Objective 1 =>
Decide whether each statement agrees with the sermon on Jeroboam's wife and Ahijah. Answer yes or no for each, and quote the sermon's deciding words. (a) The journey from Terza to Shiloh is about 20 miles. (b) The sermon states that Jeroboam's wife protested against making the journey. (c) The sermon says the prophet in Shiloh was sent to Bethel.
Objective 2 =>
Extend the sermon on Jeroboam's wife and Ahijah, starting after its final sentence.

-- BEGIN Quoted text --

Decent as far as the terms of society. Again, common grace as opposed to special grace, which is receiving the salvation by special revelation, which is, of course, through the Holy Spirit and God's word. So this, he's concerned for his child as a loving parent, and that's common grace. And it doesn't diminish it. It doesn't mean it's, you know, small or anything like that.

It's, again, society could not function without it. Verse 4, And Jeroboam's wife did so. She arose and went to Shiloh, and came to the house of Ahijah.

But Ahijah could not see, for his eyes were glazed by reason of his age. Now, we know that this is the same Ahijah the prophet, because he already told us this is the one that prophesied he's living in Shiloh. And we wonder, as she is on her way, you know, what kind of woman she was. We're not told.

It's about a 20-mile trek from Terza to Shiloh. Did she protest? Did she want to stay with the child? Again, we don't know. But either way, she has little choice, and Ahijah could not see, for his eyes were glazed by reason of his age, likely cataracts. Her disguise is not going to hide her from God's man because of God. And, of course, the story, the greater part, he doesn't need eyes to see if God is, again, giving him the knowledge. Two reasons why this prophet in Shiloh was not dispatched to Bethel.

Well, he was by reason of his age and his eyesight. He was just hindered from going, and so God imported the prophet from Judah to go, bypassing the old prophet of Bethel who was there in the city. That's a lot of challenging information for us because every Christian wants to say to God what Paul said when he was converted. Who are you? What do you want me to do? Who are you, Lord? What would you have me to do?

That encapsulates the Christian response to Jesus Christ at conversion. Here's my life. What do you want from me?

And not challenging. What do you want from me? But, Lord, here I am, hopefully a vessel of honor. Verse 5, Now Yahweh had said to Ahijah, Here is the wife of Jeroboam coming to ask you something about her son, for he is sick. Thus and thus you shall say to her, for it will be when she comes in that she will pretend to be another woman. Well, there's a lot there. Some humorous stuff.

We won't go into that because I can get to my truck safely. The prophet is the one that traffics spiritual information from God. The false prophet traffics it from hell. And here he is, of course, a true prophet and God is speaking and he's speaking through the prophet. He has something directly or direct to say. Nothing indirect in this.

Not a general statement. It is to Jeroboam and his wife. Poor woman doesn't know what awaits her deception. What she's going to hear is not because she's come to deceive. That's just more evidence of their shallowness.

-- END Quoted text --
-- BEGIN Data excerpt --

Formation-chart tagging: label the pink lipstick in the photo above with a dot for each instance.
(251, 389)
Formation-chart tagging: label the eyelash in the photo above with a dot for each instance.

-- END Data excerpt --

Exercise output 1 =>
(a) Yes: "It's about a 20-mile trek from Terza to Shiloh."
(b) No: "Did she protest? Did she want to stay with the child? Again, we don't know."
(c) No: "Two reasons why this prophet in Shiloh was not dispatched to Bethel."

Exercise output 2 =>
But she doesn't know what she's getting into. Now, this is the gift of knowledge. It's not the only place it shows up in the scripture. The gift has not so much to do with learning information, but knowing something that you could not know unless God revealed it. That is the gift of knowledge. So if you go to a church and the pastor is very knowledgeable about the Bible, that's not the gift.

That's hard work. Knowledge comes in his insights and the ability to see things that others aren't seeing because God has told him. And it doesn't have to be, you know, astounding.

It has to be useful. Sometimes it is astounding. So when Paul writes to the Corinthians, he says, for to one is given the word of wisdom through the Spirit. You know, a guy that just says the right thing in a situation where nobody seems to be able to catch that. And the Holy Spirit gives that person that right word. Many times they don't even know it. They just say it and it's God. To another, the word of knowledge through the same Spirit. And so Paul spoke of these things as though they were common to Christianity. Of course, the abuses make everyone afraid of gifts.

So whole denominations have just written them off as they've all ceased, except the ones they like. Like teaching. He's a gifted teacher.

Well, how come he can't be gifted in other things too? Because those have ceased. We don't like them.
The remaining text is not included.